**PROVIDED PASSAGE:**
╭──

How long will you live…
… knowing is the best guide to your retirement spending
The one piece of advice missing from your birth certificate is the expiry date. Yet this would be the single most helpful number for all retirees. If only we knew this date, we’d be able to do our retirement income sums so much more quickly and accurately. And we’d know exactly how much we could spend each year.
No one, of course, has a crystal ball. And most of us would hate having an actual date – we’d hear that clock ticking far too loudly every day.
But technology and medical science are now combining to allow us to see far more accurate forecasts about our own individual life expectancy.
And it certainly helps to be an Australian.
The most recent Australian Bureau of Statistics (ABS) tables (2019-2021) reveal Australians to be the third longest living nation in the world, just behind Monaco and Japan. Men and women are now living much longer from birth. A male child born today is expected to reach 79.7 years whilst a female child is likely to live to 85.4 years. This compares with 74.4 and 80.3 respectively for children born in 1991.
The ABS tables also show that reaching our nineties is a possibility for many retirees.
As always, the longer you live, the longer you are likely to live.
Here’s a snapshot table of life expectancy for current retirees:
Let’s get more specific
These predictions are based upon population-wide data.
A more accurate projection can be calculated using specific longevity calculators which include your family health history, your lifestyle, exercise and diet and living environment. We ran a test on an actual individual aged 69 and whilst the ABS would suggest a life expectancy of an extra 17 years, ending at 86, the SHAPE calculator predicted an extra 25 years, so our subject is likely to live until 94.
Why does this matter?

╰──

**EXERCISE DESCRIPTION:** Continue the article on life expectancy and retirement spending, starting right after its last line. The material has no connection to the article on life expectancy.

[Text-to-region grounding data]
╭──

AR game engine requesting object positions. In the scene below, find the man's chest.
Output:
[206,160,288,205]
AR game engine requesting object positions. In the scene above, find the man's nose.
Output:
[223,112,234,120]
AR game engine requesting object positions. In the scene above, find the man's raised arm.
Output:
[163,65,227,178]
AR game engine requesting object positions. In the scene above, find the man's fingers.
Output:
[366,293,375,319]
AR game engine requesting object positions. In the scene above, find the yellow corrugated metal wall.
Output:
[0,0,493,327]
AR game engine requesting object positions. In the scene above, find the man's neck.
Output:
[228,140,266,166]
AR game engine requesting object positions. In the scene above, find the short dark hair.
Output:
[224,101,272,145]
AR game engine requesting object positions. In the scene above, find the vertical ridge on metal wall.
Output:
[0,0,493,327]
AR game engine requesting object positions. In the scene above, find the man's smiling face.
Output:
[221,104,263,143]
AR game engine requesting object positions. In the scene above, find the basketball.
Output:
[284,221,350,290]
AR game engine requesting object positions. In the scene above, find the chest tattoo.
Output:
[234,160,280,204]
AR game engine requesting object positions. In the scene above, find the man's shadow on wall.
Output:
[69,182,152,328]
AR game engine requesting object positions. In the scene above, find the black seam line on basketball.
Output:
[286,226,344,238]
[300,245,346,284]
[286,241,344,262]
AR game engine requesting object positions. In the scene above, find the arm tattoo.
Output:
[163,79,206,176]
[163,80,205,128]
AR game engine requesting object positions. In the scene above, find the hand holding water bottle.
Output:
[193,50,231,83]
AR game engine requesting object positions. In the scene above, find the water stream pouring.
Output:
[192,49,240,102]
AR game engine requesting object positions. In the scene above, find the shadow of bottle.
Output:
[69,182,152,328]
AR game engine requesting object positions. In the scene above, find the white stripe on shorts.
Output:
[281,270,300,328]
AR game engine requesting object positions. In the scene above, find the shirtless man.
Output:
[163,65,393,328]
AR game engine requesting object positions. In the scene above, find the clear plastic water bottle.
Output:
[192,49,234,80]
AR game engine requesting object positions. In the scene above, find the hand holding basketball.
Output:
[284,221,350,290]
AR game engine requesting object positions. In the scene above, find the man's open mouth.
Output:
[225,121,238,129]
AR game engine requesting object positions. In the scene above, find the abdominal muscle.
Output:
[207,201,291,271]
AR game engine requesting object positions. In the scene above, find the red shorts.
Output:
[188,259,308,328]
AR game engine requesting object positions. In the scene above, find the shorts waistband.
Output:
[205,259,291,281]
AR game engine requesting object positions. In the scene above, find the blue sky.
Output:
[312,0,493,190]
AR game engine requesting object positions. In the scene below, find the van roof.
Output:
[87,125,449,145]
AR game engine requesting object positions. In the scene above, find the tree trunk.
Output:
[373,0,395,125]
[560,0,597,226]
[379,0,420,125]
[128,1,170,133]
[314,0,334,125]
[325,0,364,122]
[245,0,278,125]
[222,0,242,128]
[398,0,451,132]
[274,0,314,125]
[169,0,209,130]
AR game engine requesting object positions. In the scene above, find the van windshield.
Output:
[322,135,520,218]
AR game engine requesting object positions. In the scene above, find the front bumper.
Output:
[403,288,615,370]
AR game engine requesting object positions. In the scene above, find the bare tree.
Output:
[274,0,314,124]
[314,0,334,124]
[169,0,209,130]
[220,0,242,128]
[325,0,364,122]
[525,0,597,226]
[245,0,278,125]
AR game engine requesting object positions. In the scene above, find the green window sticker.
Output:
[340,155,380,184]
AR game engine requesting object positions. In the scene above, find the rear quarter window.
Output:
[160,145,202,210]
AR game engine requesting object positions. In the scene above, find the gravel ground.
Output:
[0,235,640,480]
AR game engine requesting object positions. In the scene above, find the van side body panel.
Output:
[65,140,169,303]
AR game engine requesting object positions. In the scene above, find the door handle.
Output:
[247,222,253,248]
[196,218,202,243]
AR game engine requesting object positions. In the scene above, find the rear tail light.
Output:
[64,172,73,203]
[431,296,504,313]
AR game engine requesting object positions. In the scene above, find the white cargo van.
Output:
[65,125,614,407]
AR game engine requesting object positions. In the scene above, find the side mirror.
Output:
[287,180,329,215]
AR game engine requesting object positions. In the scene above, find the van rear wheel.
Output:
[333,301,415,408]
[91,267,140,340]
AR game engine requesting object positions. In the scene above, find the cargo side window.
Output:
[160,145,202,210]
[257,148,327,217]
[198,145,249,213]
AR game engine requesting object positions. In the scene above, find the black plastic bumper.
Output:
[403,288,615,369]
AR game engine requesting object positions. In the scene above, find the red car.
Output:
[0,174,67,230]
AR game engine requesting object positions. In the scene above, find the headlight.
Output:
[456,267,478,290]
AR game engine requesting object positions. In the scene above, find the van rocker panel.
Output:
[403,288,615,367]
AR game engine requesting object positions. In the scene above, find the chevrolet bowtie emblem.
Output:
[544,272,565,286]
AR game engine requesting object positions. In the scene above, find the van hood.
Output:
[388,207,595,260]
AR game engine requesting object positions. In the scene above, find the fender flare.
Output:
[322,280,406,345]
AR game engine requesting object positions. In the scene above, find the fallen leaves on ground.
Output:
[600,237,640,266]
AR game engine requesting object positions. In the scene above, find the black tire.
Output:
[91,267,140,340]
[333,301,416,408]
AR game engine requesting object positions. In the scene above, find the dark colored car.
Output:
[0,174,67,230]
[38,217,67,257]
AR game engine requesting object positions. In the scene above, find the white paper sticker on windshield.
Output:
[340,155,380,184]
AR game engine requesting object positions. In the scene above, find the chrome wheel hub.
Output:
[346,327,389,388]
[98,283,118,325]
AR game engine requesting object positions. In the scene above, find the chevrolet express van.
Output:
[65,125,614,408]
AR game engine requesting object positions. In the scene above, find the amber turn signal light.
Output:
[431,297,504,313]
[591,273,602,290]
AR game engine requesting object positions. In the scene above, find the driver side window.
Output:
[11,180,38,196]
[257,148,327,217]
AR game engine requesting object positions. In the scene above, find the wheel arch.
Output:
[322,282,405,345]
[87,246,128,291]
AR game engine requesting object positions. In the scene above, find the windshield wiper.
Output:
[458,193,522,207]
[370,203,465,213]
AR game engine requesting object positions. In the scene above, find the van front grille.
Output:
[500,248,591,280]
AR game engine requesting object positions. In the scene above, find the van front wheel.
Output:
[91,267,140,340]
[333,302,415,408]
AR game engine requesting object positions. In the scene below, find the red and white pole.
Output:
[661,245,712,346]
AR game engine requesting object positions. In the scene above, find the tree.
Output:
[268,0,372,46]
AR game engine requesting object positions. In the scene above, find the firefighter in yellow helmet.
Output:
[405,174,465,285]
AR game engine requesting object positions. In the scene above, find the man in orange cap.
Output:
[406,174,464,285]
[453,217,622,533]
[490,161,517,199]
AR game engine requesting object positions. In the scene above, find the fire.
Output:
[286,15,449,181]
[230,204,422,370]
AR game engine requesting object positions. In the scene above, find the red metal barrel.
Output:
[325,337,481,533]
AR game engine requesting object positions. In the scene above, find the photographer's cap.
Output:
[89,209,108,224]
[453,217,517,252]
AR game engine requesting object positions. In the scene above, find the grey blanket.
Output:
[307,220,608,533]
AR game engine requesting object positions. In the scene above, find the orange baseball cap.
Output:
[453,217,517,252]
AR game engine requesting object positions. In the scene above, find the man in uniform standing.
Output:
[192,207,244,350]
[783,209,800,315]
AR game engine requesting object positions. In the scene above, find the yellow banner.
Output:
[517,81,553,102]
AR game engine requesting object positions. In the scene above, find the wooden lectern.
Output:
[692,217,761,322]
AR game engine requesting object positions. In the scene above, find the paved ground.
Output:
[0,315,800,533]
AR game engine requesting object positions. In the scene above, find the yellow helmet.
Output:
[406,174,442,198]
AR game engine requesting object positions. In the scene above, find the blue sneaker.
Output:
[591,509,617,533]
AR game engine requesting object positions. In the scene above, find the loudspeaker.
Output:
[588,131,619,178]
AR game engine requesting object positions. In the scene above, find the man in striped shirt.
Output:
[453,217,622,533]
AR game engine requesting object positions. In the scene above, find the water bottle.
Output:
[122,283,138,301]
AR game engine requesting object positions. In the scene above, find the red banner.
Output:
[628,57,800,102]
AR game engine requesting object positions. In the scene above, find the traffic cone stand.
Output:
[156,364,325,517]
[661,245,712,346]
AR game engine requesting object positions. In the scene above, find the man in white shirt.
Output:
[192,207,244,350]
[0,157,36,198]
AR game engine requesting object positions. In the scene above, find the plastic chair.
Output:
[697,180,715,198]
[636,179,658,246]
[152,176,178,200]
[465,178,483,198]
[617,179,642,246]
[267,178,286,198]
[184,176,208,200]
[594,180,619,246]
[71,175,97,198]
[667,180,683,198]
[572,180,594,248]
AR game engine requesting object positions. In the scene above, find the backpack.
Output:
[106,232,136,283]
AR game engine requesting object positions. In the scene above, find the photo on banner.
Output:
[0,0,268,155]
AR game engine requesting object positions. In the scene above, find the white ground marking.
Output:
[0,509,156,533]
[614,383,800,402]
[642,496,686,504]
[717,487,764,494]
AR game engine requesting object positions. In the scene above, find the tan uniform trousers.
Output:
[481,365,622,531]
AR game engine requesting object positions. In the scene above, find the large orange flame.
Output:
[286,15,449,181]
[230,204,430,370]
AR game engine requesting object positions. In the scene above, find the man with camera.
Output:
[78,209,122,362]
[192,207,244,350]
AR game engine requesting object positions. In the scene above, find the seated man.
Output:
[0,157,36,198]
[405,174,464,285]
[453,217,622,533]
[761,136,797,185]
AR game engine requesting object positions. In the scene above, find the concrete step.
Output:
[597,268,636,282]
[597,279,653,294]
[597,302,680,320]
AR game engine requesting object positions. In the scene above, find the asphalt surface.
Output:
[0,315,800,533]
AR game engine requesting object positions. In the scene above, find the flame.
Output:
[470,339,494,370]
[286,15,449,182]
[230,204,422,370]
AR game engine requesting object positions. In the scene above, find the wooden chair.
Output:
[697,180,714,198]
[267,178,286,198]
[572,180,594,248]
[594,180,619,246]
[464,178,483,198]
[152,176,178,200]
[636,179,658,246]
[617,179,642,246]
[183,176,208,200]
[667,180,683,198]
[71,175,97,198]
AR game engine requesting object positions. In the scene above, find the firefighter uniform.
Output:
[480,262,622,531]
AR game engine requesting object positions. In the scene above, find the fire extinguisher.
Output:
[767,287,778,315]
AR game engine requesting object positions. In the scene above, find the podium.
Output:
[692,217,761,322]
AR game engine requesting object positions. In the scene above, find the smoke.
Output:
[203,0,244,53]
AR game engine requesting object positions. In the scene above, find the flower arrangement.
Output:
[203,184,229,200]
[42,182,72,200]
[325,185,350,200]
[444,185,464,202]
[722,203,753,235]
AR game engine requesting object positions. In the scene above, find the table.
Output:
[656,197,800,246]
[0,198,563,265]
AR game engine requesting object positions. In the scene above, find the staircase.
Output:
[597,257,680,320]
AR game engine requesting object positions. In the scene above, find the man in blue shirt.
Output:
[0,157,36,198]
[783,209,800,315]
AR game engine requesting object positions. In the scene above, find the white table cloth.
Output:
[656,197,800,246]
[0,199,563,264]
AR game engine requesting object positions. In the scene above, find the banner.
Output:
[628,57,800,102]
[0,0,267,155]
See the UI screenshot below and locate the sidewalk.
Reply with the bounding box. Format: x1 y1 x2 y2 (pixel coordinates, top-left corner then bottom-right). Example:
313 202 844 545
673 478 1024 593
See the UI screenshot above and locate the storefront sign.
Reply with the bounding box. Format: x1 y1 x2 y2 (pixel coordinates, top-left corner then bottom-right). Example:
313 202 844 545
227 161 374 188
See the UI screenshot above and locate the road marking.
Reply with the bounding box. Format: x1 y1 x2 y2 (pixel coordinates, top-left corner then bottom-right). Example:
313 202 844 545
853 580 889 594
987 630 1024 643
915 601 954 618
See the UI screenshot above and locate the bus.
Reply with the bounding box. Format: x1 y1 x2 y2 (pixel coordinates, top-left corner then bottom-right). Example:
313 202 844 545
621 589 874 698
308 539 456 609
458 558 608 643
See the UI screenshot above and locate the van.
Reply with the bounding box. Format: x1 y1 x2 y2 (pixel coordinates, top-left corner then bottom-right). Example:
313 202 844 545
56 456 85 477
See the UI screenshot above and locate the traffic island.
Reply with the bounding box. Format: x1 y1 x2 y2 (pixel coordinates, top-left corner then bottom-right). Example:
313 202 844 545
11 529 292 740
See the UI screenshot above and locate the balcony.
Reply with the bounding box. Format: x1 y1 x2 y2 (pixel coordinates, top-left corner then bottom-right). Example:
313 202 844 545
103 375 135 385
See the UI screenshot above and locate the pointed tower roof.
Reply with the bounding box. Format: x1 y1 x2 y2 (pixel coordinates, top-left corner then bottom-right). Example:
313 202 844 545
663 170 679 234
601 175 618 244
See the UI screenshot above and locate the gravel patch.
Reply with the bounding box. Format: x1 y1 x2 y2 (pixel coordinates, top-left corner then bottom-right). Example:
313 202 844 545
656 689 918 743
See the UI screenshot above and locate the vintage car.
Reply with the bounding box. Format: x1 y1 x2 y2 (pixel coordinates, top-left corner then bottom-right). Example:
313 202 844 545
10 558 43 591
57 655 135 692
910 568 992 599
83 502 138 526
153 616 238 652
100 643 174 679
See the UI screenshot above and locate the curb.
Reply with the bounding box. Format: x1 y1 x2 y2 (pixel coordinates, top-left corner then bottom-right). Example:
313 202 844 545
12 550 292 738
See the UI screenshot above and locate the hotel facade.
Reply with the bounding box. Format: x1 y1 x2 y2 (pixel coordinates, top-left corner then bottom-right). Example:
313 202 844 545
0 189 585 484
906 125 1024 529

╰──

**RESULT OF THIS EXERCISE:**
Funding an extra eight years is a significant change in the calculations of how long your money will last. It’s also useful to consider what those extra years will look like. If you are currently in your late 60s and active, how long can you hope to remain active and living independently? At which point might you become frail and need extra support? Will you, toward the end of your life become dependent and thus need a more supportive accommodation?
This information can be used to achieve even more accurate financial forecasts.
A typical retiree will receive a mix of income from the Age Pension and their own savings, in super, or private investments. By the time they are 80, 80% will rely upon this mix of income.
Booking a Retirement Essentials Retirement Forecaster consultation will give you an extremely accurate picture of how your money will last. You can input current income, Age Pension, income streams from super and other investments and project how long savings will last and how the Age Pension may increase as savings reduce. The calculator takes inflation and conservative earnings into account, so you don’t need to do these sums. You will then need to input your expected spending. If this results in a dismal outlook, you can change the spending setting and see if that is more pleasing. You will then have a target spending figure to aim for.
As we said, there is no crystal ball, but a more accurate longevity forecast is a super handy starting point when projecting how long your savings will last – and how, as they reduce, you will fund your retirement.